LIST OF TASKS »
A. In the trie explainer, how can the end of a string be marked?
B. Pick up the trie explainer after its final sentence and keep writing it.
[Begin EXTRACT PROVIDED]
[Algorithm](EN) Trie Concept and Basic Problem

Implement trie and solve basic problem in C++.


Environment and Prerequisite

  • C++


What is Trie?

About Trie

  • Trie: Trie is a tree shape data structure for efficiently searching and storing strings.
  • From root to leaf nodes are strings which stored in trie data structure. We can distinguish end of string by adding terminal variable to each node.
  • By searching DFS method in above picture, we can find that to, tea, ted, ten, A, i, in, inn strings are stored in data structure.


Example of Trie

  • Orange color nodes are inserted strings.
  • be, bee, can, cat, cd are stored in trie.
[End EXTRACT PROVIDED]
[Begin EXCERPTED DATA]
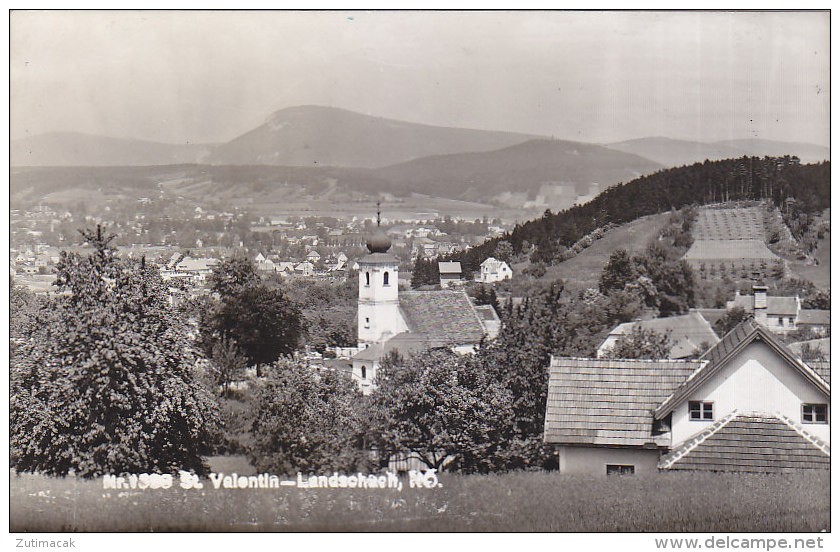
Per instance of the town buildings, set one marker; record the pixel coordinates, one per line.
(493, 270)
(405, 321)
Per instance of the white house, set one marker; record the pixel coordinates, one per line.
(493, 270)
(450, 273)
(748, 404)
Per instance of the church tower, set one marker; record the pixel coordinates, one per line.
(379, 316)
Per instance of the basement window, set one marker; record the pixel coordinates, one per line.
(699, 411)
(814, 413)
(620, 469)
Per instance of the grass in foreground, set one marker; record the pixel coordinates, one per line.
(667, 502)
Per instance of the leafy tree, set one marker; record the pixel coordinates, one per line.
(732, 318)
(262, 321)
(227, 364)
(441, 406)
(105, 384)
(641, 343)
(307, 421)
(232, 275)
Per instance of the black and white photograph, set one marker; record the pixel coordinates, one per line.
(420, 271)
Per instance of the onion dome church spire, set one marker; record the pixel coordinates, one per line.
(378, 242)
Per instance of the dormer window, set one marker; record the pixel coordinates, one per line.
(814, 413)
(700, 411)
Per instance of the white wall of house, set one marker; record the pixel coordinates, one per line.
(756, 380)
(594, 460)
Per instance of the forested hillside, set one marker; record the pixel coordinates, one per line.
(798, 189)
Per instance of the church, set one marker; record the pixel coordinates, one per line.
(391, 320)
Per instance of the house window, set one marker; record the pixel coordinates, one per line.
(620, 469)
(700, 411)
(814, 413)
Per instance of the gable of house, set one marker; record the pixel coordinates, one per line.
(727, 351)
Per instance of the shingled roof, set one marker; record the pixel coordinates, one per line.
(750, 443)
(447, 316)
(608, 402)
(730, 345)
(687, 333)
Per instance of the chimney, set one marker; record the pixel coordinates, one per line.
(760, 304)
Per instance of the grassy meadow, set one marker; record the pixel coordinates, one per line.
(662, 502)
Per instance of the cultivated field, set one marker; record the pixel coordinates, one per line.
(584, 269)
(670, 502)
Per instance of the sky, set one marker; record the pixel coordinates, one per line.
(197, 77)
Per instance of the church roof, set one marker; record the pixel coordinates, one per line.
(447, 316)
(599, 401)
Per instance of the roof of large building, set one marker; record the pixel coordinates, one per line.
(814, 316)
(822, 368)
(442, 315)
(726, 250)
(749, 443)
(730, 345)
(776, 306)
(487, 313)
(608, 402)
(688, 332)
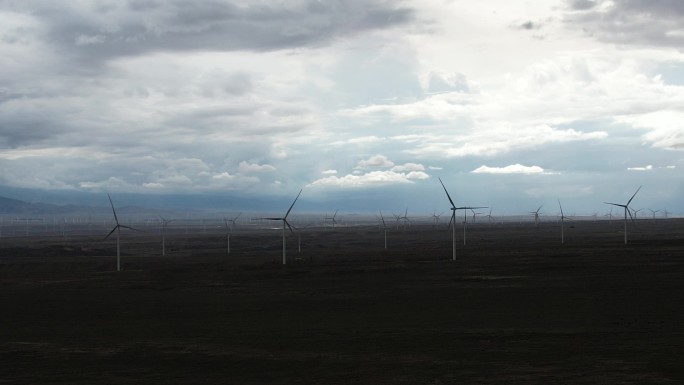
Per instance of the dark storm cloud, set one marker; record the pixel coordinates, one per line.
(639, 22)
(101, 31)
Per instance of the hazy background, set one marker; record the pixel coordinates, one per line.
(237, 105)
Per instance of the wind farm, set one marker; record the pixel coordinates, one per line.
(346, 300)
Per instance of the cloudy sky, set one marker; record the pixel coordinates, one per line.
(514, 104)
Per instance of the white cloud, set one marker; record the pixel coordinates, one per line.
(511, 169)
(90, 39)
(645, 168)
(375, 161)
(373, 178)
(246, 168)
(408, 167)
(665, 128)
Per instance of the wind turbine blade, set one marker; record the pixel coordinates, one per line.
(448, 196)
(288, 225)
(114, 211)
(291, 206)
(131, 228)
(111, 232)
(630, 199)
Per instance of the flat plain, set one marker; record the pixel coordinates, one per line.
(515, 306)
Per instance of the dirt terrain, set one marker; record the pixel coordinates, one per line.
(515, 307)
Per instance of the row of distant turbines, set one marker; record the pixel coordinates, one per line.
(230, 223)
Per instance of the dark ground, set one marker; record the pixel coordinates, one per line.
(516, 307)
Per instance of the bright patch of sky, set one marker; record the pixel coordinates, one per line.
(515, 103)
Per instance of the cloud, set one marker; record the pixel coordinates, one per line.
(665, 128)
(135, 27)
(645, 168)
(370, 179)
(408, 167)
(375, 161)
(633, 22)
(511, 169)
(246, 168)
[End EXCERPTED DATA]
RESULTS FOR THE EXERCISE »
A. By adding a terminal variable to each node.

B.
Purpose of Trie

Purpose

  • The reason why we use trie is in time complexity of string searching. It is much more efficient than linear searching. However there is advantage that searching is efficient but also drawbacks that it saves all children pointer in each node so trie takes many spaces.
  • It can be used in searching keyword autocomplete, searching in dictionary and spelling checking. Reference is in References

Time Complexity

  • Consider L as longest string and M as total number of strings.
  • Creation time complexity: O(M*L), There are total M strings and each string only takes at most L time so it takes O(M*L). Insertion itself takes O(L).
  • Searching time complexity: O(L), It takes at most O(L) of time. Because it is tree structure.


Trie Implementation

Common

  • Only consider capital alphabets
#include <cstdio>
#include <cstring>

#define ALPHABETS 26

// Convert char to array index
// All are base on capital
int char_to_index(char c){
	return c - 'A';
}


Trie Code

  • is_terminal: It represents end of string.
  • void insert(const char * key): Add new string to trie structure.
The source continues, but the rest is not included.